WORK ITEM
Repeat the entries that appear below, exactly and in full.

RECORDS SUPPLIED
::::::

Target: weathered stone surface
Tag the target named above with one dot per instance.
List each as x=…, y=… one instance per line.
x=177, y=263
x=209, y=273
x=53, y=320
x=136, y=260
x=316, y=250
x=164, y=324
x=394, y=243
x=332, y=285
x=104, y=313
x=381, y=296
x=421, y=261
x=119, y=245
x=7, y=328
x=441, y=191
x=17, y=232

::::::

EXERCISE RESPONSE
Target: weathered stone surface
Tag the target named above with one dot per instance.
List each as x=…, y=… one instance per line.
x=177, y=263
x=209, y=273
x=53, y=320
x=136, y=260
x=316, y=250
x=164, y=324
x=394, y=243
x=332, y=285
x=104, y=313
x=381, y=296
x=421, y=261
x=119, y=245
x=7, y=328
x=441, y=191
x=17, y=232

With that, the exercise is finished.